━━ PROVIDED RECORDS
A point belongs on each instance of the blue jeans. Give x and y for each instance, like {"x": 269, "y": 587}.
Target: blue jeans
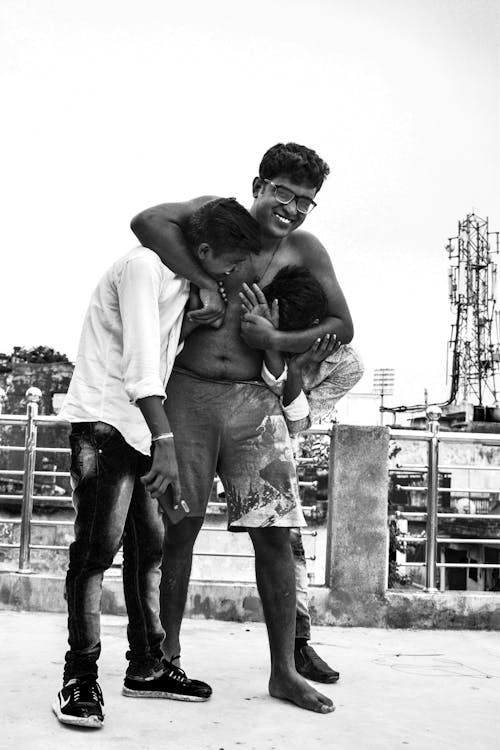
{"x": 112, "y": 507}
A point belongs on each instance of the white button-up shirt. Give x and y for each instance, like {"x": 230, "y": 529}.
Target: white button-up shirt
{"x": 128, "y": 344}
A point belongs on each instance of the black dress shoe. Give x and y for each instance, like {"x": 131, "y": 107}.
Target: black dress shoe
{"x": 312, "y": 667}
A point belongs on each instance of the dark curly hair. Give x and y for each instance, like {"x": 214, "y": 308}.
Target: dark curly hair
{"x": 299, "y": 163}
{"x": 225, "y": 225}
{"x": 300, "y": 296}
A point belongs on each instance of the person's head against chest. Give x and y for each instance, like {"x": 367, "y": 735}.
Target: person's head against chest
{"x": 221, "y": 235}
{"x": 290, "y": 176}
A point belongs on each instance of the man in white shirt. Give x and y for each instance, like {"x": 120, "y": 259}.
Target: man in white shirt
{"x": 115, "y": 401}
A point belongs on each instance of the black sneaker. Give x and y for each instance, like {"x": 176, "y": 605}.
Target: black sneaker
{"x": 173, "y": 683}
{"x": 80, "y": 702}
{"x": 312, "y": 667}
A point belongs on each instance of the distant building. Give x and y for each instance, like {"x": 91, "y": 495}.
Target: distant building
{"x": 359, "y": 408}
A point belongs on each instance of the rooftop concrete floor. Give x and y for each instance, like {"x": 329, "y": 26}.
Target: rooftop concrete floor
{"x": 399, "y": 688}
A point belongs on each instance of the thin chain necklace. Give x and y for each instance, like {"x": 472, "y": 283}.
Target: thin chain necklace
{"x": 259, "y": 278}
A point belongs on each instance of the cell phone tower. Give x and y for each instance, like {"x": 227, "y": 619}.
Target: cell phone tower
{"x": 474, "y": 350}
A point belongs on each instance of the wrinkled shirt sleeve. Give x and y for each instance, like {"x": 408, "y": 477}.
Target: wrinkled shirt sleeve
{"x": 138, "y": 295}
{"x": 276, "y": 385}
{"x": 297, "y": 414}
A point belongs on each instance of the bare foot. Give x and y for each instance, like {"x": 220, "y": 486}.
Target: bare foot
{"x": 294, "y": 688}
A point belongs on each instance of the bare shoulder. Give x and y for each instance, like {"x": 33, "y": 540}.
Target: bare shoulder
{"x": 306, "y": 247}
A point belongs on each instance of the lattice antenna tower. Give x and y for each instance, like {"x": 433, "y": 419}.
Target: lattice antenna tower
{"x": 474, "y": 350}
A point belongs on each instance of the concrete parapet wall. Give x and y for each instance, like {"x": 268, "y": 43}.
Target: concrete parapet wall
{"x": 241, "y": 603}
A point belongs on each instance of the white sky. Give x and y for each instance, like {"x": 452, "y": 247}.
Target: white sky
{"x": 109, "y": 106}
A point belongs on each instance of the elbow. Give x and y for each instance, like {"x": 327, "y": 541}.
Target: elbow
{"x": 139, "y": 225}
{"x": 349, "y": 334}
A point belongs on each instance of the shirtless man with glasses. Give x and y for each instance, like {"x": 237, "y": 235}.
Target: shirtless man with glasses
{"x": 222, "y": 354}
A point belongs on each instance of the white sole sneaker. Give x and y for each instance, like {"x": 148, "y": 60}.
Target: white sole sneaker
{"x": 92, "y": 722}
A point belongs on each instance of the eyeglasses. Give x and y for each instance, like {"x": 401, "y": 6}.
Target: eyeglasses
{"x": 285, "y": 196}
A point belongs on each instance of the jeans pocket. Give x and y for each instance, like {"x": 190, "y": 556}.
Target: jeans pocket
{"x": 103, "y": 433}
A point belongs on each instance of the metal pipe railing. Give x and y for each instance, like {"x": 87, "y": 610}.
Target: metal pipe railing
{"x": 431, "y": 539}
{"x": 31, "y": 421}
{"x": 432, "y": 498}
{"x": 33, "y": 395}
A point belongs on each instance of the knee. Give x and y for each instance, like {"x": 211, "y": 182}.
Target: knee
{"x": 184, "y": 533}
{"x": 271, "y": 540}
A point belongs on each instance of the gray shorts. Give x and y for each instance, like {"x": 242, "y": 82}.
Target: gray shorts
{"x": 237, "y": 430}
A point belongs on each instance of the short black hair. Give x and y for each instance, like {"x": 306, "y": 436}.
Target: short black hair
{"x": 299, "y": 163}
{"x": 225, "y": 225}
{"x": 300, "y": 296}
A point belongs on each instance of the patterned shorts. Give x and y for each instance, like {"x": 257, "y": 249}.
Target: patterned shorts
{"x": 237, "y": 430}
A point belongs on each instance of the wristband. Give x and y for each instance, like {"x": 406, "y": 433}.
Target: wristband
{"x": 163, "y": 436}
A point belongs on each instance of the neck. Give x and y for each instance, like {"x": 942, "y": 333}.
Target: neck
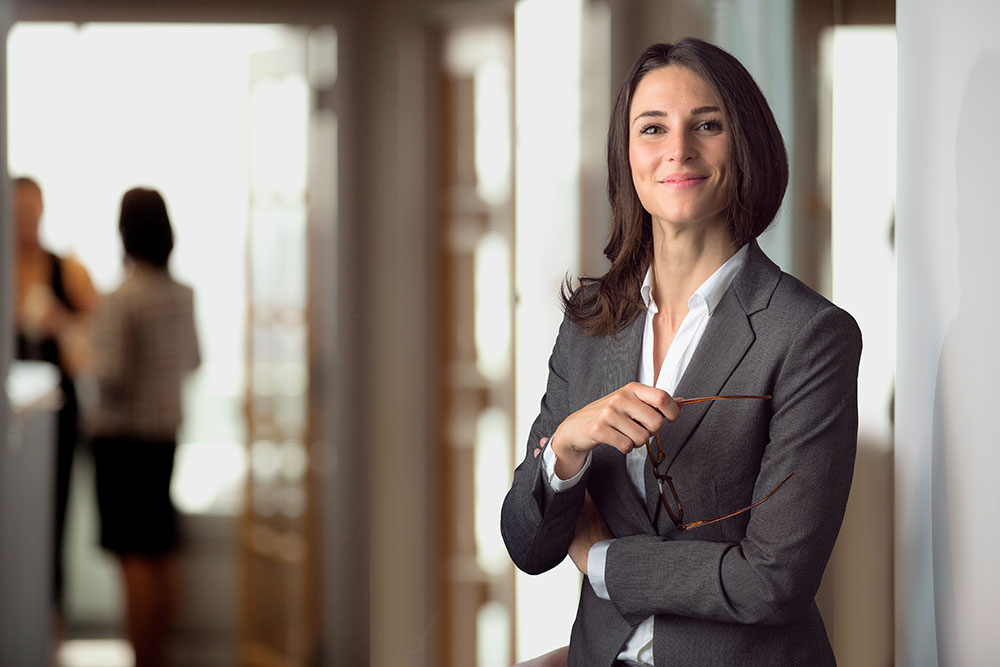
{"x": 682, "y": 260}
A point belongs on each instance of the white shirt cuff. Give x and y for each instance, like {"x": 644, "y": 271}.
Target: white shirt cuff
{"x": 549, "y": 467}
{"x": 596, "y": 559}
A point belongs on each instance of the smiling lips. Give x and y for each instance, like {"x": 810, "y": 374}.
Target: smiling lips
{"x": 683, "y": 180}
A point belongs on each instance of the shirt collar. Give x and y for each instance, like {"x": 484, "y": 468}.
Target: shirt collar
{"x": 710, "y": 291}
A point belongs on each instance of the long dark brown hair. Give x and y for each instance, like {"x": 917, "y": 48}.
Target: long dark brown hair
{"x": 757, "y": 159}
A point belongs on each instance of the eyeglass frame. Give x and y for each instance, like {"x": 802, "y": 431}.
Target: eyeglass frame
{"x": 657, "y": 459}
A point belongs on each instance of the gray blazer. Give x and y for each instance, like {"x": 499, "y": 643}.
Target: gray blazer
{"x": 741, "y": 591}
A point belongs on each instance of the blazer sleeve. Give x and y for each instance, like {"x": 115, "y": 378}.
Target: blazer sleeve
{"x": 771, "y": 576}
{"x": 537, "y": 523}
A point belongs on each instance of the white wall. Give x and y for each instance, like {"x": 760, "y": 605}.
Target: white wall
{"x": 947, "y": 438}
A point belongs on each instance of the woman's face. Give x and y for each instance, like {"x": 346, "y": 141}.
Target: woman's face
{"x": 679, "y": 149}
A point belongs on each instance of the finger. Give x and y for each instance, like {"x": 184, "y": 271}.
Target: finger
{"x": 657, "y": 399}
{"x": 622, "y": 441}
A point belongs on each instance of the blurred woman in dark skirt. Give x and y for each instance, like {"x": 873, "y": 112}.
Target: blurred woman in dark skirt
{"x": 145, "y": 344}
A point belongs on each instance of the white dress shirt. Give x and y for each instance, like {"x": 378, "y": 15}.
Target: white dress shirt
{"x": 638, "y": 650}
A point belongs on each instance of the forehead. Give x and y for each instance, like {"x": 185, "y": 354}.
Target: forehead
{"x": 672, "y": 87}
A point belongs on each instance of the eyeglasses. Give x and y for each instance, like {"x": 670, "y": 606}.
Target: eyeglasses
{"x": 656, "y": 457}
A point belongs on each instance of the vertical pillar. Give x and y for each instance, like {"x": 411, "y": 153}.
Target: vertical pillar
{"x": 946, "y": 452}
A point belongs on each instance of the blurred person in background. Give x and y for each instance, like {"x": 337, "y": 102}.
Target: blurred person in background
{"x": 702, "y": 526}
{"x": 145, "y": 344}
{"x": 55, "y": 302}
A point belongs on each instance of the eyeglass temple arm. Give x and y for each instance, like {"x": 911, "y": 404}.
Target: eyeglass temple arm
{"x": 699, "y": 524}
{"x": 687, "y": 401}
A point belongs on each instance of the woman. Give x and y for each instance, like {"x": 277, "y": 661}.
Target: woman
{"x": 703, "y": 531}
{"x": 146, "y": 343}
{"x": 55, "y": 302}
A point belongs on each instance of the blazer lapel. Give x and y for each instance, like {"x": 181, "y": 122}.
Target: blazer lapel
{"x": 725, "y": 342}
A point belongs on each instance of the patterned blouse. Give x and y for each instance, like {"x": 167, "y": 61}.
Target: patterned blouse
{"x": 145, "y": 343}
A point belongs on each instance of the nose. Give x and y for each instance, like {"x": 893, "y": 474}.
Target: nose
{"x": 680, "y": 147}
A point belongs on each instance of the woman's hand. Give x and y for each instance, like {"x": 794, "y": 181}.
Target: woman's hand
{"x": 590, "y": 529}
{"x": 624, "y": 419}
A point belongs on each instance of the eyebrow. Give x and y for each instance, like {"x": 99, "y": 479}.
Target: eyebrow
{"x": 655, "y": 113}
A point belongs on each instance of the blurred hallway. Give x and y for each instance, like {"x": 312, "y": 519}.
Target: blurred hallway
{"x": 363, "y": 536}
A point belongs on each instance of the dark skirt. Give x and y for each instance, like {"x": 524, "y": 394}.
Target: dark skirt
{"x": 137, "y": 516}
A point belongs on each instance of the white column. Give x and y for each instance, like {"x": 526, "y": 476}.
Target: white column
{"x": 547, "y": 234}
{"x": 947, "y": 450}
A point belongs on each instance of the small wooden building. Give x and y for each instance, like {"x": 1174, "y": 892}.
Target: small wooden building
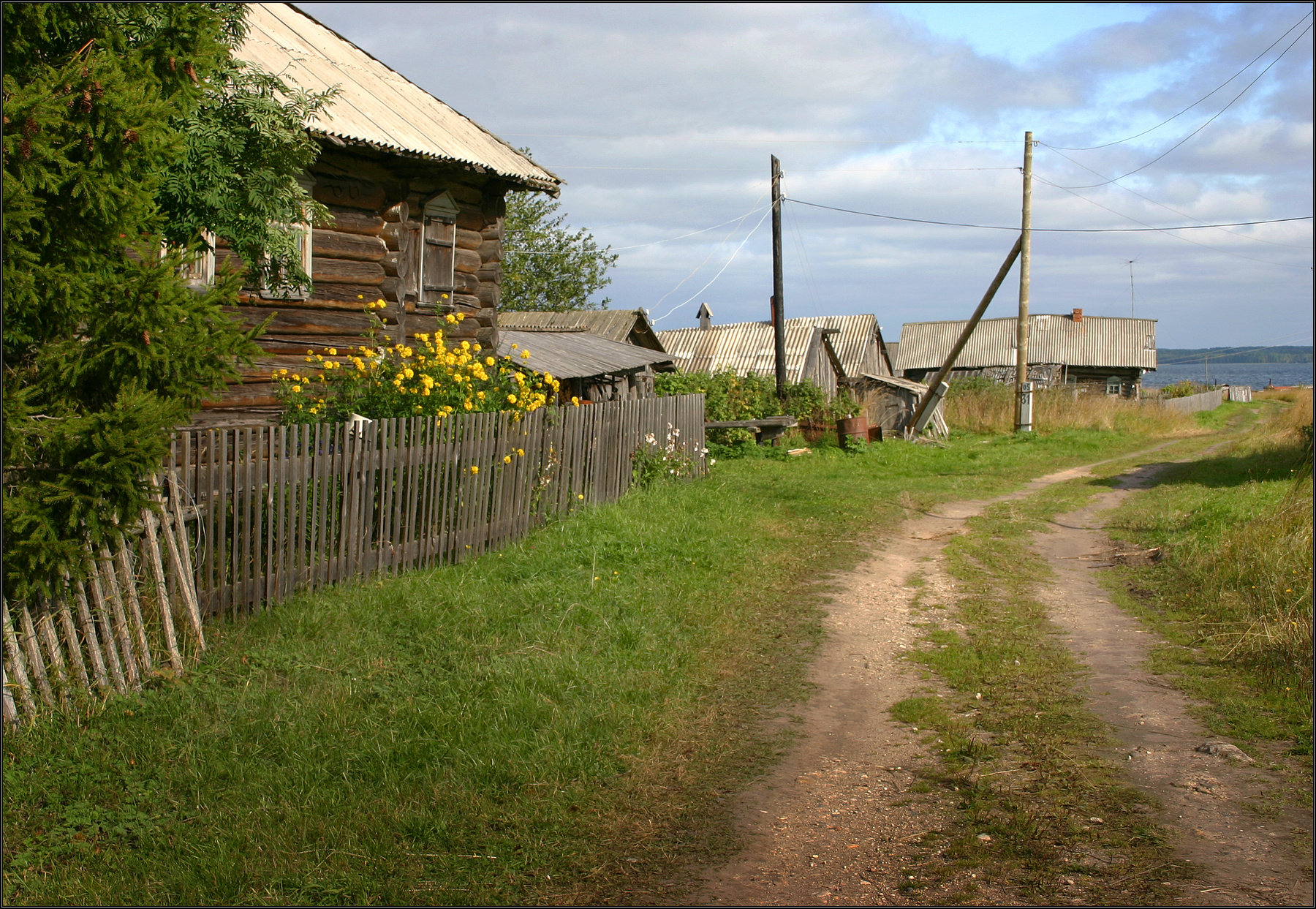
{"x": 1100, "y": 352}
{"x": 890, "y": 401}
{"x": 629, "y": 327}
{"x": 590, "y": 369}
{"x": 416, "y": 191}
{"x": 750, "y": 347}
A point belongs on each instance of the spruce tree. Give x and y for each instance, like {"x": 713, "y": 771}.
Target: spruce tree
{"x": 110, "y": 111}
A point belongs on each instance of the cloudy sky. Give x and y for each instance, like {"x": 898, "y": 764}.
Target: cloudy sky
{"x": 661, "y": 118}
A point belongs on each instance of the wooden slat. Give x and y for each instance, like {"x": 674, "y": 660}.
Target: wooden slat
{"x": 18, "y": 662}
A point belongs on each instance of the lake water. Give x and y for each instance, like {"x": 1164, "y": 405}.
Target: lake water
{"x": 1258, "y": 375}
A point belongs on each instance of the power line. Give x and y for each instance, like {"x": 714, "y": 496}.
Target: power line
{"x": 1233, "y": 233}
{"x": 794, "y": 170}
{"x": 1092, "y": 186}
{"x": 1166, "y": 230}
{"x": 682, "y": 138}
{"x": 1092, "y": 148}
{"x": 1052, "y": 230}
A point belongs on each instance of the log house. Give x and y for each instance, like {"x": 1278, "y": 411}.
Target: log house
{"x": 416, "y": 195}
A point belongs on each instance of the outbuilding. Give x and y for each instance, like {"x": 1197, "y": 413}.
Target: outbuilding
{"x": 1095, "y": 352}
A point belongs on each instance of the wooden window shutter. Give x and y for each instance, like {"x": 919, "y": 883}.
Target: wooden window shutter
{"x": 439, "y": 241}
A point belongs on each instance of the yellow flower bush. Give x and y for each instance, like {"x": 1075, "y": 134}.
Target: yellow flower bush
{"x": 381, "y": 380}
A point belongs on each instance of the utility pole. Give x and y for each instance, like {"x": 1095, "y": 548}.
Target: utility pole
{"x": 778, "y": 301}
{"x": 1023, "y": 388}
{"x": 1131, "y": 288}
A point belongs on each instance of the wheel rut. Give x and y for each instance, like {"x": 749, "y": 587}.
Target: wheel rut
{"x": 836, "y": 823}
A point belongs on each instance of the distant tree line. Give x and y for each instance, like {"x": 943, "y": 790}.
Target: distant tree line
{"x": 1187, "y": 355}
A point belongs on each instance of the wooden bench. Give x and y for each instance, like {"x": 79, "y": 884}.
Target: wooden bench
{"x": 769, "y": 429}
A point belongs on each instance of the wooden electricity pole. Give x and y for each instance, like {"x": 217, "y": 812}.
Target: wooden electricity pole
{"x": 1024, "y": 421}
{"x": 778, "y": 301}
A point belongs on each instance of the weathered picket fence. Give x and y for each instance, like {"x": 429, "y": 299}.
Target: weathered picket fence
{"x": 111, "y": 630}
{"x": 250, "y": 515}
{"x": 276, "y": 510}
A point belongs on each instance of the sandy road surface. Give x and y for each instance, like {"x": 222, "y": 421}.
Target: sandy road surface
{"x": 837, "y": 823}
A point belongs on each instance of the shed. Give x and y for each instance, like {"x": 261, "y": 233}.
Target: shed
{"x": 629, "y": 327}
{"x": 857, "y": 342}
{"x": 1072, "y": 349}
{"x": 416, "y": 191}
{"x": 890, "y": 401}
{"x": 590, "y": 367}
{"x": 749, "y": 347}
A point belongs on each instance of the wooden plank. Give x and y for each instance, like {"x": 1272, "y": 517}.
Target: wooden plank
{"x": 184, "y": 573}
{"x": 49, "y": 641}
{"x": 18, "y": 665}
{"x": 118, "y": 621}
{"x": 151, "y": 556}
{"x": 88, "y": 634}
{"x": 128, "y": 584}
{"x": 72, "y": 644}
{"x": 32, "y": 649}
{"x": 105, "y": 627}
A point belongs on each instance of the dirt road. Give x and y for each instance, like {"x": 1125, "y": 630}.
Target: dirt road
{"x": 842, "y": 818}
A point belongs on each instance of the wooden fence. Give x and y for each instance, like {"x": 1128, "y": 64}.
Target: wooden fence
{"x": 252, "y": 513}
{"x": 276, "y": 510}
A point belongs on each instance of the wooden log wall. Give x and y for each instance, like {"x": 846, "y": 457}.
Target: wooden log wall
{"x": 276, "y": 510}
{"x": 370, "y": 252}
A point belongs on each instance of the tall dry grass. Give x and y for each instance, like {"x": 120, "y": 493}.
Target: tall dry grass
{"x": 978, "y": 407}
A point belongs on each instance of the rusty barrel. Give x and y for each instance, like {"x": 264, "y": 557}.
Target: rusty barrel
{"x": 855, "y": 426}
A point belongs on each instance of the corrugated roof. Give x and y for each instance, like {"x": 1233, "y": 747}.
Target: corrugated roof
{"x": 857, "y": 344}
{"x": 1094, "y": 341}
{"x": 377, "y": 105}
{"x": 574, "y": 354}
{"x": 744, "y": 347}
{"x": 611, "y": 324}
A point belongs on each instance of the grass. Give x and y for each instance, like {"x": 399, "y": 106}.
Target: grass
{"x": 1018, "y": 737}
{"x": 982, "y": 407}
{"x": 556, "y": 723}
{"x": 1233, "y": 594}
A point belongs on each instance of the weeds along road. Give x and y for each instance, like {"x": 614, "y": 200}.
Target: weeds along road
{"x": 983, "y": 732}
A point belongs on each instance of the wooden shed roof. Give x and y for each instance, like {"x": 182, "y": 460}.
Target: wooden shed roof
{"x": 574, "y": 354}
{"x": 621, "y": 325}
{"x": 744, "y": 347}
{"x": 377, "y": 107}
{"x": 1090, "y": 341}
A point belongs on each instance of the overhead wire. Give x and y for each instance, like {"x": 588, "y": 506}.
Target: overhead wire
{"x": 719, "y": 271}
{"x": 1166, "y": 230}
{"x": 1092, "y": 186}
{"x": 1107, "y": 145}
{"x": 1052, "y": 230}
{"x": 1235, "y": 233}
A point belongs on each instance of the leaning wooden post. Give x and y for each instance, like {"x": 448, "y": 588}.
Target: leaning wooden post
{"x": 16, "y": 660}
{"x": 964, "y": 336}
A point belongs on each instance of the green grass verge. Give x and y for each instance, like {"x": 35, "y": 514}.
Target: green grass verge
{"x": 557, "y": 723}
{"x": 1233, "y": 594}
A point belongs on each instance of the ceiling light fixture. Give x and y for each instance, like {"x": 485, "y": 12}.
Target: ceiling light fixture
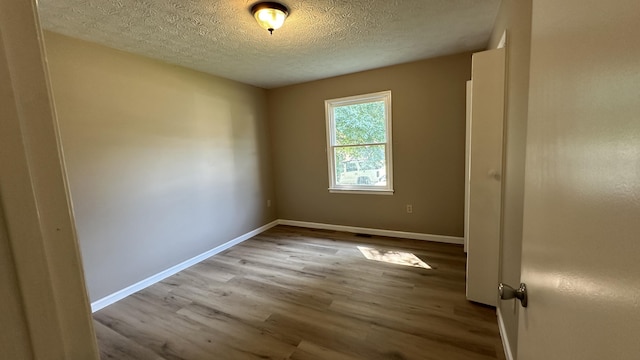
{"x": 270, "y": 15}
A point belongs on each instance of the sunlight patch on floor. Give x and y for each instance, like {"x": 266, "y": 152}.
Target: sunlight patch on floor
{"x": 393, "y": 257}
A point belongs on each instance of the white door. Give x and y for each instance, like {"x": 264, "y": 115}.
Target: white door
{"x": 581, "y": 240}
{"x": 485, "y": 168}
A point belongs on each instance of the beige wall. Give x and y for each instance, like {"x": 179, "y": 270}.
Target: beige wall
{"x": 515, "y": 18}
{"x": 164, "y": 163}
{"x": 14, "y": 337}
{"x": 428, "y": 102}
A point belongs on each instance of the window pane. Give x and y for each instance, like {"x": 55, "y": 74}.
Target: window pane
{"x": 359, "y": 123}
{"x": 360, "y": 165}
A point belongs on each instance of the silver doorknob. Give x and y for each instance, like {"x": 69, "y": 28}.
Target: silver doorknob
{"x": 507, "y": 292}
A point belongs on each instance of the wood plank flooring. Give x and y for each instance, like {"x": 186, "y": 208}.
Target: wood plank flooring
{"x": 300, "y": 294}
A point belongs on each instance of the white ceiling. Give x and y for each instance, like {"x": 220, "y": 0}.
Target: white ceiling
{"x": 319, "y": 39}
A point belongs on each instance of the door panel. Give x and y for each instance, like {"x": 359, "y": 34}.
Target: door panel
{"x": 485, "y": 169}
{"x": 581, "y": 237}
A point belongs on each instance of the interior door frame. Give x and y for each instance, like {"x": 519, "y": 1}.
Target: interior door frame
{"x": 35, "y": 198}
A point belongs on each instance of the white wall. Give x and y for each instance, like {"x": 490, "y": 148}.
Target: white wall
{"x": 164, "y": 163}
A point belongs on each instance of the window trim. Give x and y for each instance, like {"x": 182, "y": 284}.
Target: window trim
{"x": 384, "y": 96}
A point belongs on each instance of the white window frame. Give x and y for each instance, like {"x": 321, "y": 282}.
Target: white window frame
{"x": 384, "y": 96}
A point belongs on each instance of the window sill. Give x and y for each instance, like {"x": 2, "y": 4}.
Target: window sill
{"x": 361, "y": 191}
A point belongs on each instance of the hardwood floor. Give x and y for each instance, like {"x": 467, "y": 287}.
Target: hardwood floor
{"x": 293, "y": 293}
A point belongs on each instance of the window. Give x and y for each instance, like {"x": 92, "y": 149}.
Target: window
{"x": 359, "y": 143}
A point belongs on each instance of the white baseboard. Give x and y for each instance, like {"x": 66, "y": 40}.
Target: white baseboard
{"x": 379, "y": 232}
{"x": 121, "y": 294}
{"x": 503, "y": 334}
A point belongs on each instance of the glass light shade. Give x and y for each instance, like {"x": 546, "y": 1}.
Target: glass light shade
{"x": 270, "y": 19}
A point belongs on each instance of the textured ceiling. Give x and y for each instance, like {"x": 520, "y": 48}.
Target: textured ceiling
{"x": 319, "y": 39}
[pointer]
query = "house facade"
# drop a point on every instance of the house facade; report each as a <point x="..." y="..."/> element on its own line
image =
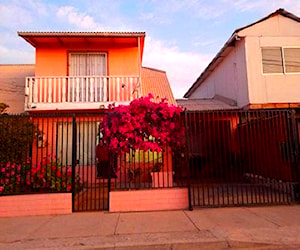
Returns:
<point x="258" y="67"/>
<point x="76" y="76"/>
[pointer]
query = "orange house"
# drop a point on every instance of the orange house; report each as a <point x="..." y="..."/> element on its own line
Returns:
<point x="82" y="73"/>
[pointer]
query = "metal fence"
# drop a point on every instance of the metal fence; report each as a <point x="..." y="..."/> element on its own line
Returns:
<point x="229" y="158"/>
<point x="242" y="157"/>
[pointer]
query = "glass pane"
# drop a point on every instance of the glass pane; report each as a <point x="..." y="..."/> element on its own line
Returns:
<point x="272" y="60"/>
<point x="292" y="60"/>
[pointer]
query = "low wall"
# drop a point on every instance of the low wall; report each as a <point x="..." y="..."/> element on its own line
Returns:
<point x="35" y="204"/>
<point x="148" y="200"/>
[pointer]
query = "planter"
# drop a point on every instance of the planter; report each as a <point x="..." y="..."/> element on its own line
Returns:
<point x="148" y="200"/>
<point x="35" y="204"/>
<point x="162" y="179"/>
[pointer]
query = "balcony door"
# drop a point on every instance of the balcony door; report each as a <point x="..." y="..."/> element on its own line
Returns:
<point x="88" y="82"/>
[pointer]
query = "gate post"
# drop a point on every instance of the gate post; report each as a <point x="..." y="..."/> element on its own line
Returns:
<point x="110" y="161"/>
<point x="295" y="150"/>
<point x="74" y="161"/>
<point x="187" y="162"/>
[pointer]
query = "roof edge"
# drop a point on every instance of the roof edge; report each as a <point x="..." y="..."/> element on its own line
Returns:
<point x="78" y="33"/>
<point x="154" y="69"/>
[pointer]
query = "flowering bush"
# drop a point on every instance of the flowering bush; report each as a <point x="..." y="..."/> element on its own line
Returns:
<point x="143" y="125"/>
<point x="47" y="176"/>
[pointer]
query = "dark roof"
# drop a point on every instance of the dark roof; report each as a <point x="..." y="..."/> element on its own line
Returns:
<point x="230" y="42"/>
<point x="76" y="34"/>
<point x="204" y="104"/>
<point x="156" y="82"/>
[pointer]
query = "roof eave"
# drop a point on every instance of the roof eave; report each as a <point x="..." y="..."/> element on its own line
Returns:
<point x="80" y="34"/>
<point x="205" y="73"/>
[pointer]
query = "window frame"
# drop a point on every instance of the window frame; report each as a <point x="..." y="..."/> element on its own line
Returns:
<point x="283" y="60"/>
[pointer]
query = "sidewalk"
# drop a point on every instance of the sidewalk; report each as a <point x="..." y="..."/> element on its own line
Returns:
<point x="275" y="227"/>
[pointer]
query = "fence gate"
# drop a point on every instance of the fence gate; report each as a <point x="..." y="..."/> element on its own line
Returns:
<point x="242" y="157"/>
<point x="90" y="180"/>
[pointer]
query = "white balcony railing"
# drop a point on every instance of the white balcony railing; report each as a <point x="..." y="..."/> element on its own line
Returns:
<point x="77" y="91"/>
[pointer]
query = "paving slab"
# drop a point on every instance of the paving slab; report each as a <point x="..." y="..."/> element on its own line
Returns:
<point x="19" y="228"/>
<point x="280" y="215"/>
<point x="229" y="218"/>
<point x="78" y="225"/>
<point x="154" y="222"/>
━━━━
**WHAT TO DO:** Locate each line in the records that contains the word "beige", and copy those lines.

**EXERCISE ANSWER:**
A point belongs on each instance of the beige wall. Give x and y for each instance, like {"x": 179, "y": 270}.
Target: beige wall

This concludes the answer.